▶ **Your instructions**: Using the concrete research abstracts below, explain how the new method proposed in the first study is meant to improve concrete pumpability.

Seung Hee Kwon, Kyong Pil Jang, and Jung Soo Lee
In this study, a new method was proposed to improve concrete pumpability. The friction between concrete and the internal surface of the pipe can be reduced by externally injecting a small amount of a chemical agent called a friction-reducing agent (FRA) into the pipe. The new idea was experimentally implemented with real-scale
concrete pumping of 112, 137, and 518 m (367, 449, and 1700 ft) long pipelines. The experiments were performed with three different concrete mixtures and with the injection rate of the agent varying from 0.077 to 0.284% of concrete volume. It was found that the pumping pressure decreases from 26.6 to 60.2%. In addition, the rheological properties of concrete and the lubricating layer, and the viscosity of wet-screened mortar according to the dosage of FRA were measured. Based on analysis of these measurements, a method was proposed to quantitatively predict pressure reduction due to the external injection of the FRA.
Yifeng Ling and Peter Taylor
Although internal vibration has been widely implemented in concrete pavements, reports about concrete deterioration caused by improper vibration have been emerging. This study investigates the transmission of vibration energy, water movement, and air movement in concrete under vibration to provide the experimental basis for a better understanding of vibration in different concrete mixtures. An innovative experimental method was developed to measure energy transmission in concrete. The mixtures varied by air content, slump, and water-reducing admixture addition and were prepared to test the vibration energy, water absorption, and the air-void system for a range of vibrator frequencies. The vibration energy transferred through the mixture generally displayed a linear rise, then a slight drop, and, finally, stability, indicated by both measurements of transferred energy and voltage demand of the vibrator. The magnitude of vibration energy transferred through the mixtures increased with an increasing slump. For all samples tested, water appeared to move away from the vibrator, most markedly with an increasing frequency. There is a clear indication of air movement to the surface of the concrete in all tested samples.

Region pointing data

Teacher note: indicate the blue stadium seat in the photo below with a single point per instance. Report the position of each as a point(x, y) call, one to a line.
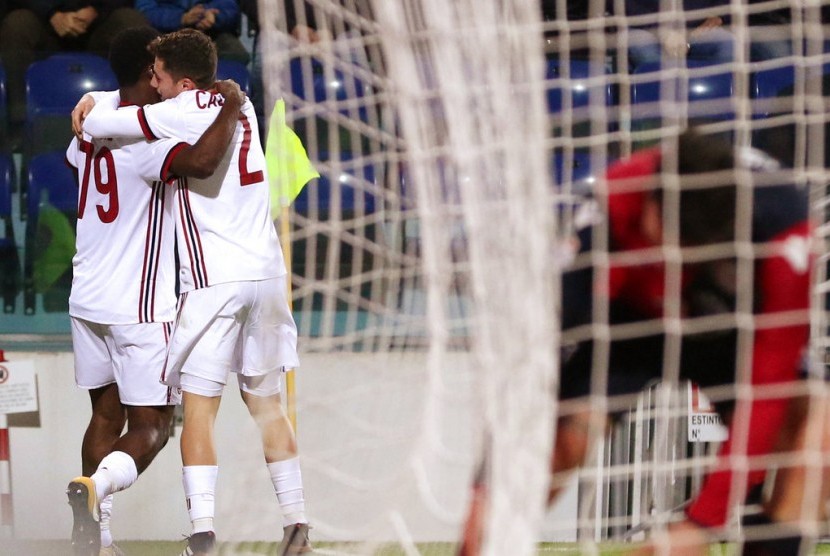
point(314, 81)
point(580, 166)
point(4, 122)
point(53, 87)
point(578, 72)
point(353, 184)
point(773, 93)
point(9, 255)
point(50, 183)
point(707, 90)
point(231, 69)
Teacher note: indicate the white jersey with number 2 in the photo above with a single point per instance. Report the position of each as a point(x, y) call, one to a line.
point(224, 227)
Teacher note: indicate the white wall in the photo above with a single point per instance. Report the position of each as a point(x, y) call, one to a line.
point(360, 421)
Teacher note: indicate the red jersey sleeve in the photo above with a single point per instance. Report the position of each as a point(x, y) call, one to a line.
point(784, 285)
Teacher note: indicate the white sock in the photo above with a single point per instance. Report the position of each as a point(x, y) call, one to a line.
point(105, 515)
point(288, 484)
point(116, 472)
point(200, 490)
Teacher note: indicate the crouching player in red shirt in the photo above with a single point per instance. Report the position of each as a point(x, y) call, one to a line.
point(690, 285)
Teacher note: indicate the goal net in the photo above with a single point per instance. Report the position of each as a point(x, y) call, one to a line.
point(456, 142)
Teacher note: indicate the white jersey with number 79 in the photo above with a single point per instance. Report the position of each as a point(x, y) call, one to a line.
point(223, 223)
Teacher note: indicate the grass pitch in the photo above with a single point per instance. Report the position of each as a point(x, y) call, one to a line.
point(173, 548)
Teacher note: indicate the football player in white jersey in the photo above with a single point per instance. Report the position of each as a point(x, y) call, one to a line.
point(122, 301)
point(233, 314)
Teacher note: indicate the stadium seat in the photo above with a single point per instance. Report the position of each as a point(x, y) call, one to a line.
point(230, 69)
point(775, 91)
point(9, 256)
point(353, 185)
point(707, 89)
point(53, 87)
point(314, 81)
point(580, 167)
point(4, 121)
point(51, 206)
point(577, 74)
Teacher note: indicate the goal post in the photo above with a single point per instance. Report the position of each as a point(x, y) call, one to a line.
point(455, 142)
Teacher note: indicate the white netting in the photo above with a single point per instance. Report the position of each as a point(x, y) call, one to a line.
point(446, 133)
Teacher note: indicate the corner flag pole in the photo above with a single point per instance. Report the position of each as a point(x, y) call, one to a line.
point(289, 170)
point(285, 241)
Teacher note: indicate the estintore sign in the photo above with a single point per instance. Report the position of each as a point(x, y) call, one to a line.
point(705, 425)
point(18, 393)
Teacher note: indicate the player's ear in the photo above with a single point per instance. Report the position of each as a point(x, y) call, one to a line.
point(187, 85)
point(652, 219)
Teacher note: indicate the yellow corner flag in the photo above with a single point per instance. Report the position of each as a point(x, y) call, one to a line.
point(289, 168)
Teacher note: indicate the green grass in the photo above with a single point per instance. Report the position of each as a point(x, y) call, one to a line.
point(170, 548)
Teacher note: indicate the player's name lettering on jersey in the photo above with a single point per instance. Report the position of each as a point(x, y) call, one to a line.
point(205, 100)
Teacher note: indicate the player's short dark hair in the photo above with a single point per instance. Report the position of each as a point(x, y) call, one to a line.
point(188, 53)
point(707, 212)
point(129, 57)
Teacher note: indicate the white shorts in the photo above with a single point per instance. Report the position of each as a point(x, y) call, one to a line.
point(242, 327)
point(131, 355)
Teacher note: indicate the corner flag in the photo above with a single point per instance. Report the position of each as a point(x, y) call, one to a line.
point(289, 168)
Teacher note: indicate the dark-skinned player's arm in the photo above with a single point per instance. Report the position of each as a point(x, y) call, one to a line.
point(201, 159)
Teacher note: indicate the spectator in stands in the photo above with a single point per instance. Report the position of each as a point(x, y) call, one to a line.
point(34, 30)
point(703, 38)
point(219, 19)
point(770, 33)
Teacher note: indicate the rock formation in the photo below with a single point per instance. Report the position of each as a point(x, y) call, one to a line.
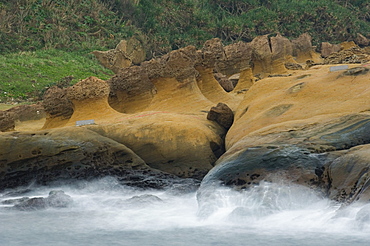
point(124, 55)
point(306, 131)
point(6, 121)
point(287, 118)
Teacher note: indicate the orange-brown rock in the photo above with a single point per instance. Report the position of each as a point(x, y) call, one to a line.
point(221, 114)
point(361, 40)
point(225, 83)
point(270, 54)
point(57, 106)
point(131, 90)
point(305, 131)
point(238, 57)
point(90, 101)
point(351, 55)
point(328, 48)
point(212, 52)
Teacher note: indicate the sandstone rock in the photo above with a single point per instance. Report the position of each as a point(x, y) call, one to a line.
point(180, 64)
point(90, 101)
point(6, 121)
point(347, 45)
point(361, 40)
point(57, 106)
point(131, 90)
point(270, 54)
point(328, 48)
point(303, 49)
point(124, 55)
point(222, 114)
point(234, 79)
point(293, 66)
point(28, 112)
point(183, 145)
point(224, 82)
point(291, 137)
point(348, 56)
point(238, 56)
point(212, 52)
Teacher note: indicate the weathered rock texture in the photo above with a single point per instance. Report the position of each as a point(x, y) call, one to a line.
point(57, 106)
point(347, 56)
point(288, 121)
point(124, 55)
point(312, 129)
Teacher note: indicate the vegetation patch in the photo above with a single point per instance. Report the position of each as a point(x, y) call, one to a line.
point(26, 75)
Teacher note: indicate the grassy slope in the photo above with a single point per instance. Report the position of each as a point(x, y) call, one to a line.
point(26, 74)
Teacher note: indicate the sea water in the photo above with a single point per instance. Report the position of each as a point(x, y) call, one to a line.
point(104, 212)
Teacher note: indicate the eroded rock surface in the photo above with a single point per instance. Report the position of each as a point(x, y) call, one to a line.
point(290, 136)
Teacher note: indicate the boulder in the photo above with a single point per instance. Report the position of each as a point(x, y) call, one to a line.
point(238, 56)
point(212, 52)
point(354, 54)
point(57, 106)
point(90, 101)
point(226, 84)
point(28, 112)
point(56, 199)
point(131, 90)
point(124, 55)
point(222, 114)
point(328, 48)
point(303, 49)
point(305, 132)
point(269, 54)
point(67, 154)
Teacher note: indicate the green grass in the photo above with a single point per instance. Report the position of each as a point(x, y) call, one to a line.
point(26, 75)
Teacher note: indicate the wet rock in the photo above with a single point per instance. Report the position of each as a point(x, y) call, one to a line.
point(268, 163)
point(361, 40)
point(143, 199)
point(222, 114)
point(63, 154)
point(224, 82)
point(15, 201)
point(56, 199)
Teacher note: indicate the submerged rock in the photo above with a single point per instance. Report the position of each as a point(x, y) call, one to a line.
point(56, 199)
point(290, 136)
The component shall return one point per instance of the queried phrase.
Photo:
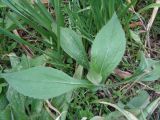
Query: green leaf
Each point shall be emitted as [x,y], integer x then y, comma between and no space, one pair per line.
[140,101]
[153,5]
[108,48]
[150,109]
[17,103]
[6,114]
[97,118]
[135,37]
[42,82]
[72,44]
[126,113]
[150,67]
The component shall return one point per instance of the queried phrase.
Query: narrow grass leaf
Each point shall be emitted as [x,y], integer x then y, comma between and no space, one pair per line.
[72,44]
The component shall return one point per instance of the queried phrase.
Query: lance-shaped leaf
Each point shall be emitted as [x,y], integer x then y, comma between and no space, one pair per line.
[42,82]
[72,44]
[107,49]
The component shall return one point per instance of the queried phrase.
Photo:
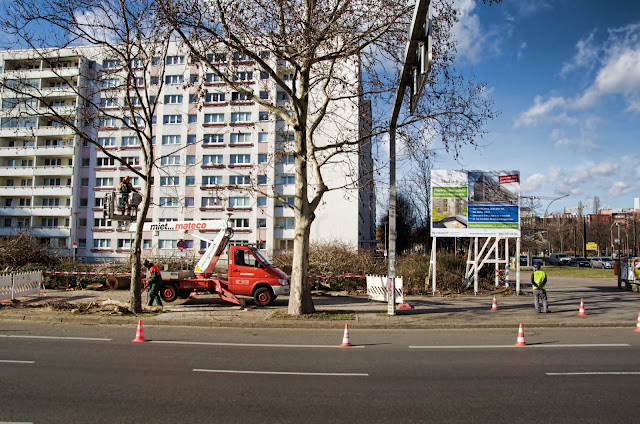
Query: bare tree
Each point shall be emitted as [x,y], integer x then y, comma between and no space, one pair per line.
[124,34]
[326,57]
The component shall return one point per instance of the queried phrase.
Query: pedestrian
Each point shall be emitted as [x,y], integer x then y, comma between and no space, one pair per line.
[154,282]
[539,282]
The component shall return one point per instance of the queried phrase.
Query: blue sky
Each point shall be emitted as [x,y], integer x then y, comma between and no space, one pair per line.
[565,76]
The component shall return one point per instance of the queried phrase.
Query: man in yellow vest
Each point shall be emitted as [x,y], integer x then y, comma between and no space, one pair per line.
[538,282]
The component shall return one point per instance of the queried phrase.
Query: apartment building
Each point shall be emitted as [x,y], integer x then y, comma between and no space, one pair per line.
[214,149]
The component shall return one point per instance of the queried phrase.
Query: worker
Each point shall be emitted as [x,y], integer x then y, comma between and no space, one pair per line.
[154,282]
[125,188]
[539,282]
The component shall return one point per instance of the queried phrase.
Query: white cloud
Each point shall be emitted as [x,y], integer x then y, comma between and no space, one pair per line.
[618,189]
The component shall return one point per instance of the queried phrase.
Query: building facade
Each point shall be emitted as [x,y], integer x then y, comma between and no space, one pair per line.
[218,155]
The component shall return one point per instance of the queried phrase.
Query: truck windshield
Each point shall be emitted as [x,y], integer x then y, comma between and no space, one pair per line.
[259,256]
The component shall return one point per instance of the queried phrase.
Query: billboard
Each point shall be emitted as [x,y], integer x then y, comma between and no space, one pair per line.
[475,203]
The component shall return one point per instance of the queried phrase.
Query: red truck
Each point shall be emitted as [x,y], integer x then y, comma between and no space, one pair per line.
[248,273]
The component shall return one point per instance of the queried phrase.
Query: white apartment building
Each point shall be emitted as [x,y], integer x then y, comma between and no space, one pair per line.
[212,151]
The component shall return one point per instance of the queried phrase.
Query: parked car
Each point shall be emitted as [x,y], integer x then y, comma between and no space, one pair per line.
[603,262]
[580,262]
[559,259]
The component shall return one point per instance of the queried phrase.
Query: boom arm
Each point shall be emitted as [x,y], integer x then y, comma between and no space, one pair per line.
[210,258]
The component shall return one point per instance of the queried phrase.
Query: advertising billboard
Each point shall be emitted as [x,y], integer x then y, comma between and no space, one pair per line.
[475,203]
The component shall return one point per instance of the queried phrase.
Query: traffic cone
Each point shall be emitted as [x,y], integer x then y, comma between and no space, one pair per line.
[494,307]
[139,333]
[581,311]
[520,340]
[346,340]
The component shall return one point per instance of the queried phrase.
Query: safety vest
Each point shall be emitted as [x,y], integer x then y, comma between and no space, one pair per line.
[538,278]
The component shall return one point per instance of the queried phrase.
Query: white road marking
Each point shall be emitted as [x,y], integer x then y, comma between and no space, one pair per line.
[596,373]
[332,374]
[249,344]
[13,336]
[529,345]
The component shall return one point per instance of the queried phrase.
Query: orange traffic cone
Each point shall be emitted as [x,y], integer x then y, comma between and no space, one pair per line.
[494,307]
[581,311]
[346,340]
[520,340]
[139,333]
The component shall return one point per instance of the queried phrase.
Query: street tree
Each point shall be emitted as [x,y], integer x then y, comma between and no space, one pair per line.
[115,90]
[328,59]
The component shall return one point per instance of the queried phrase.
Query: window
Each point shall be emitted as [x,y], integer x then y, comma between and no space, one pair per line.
[287,179]
[241,117]
[284,223]
[101,243]
[240,159]
[100,162]
[104,182]
[214,98]
[211,180]
[240,138]
[172,119]
[212,160]
[175,60]
[167,244]
[235,97]
[173,79]
[243,76]
[169,202]
[239,180]
[169,181]
[173,99]
[170,139]
[130,141]
[211,202]
[239,202]
[212,118]
[170,160]
[213,139]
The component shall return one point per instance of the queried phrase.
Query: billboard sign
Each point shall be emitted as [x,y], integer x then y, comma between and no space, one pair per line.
[475,203]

▶ **Task answer**: The method improves pumpability by reducing the friction between the concrete and the internal surface of the pipe. It does this by externally injecting a small amount of a chemical agent, called a friction-reducing agent (FRA), into the pipe.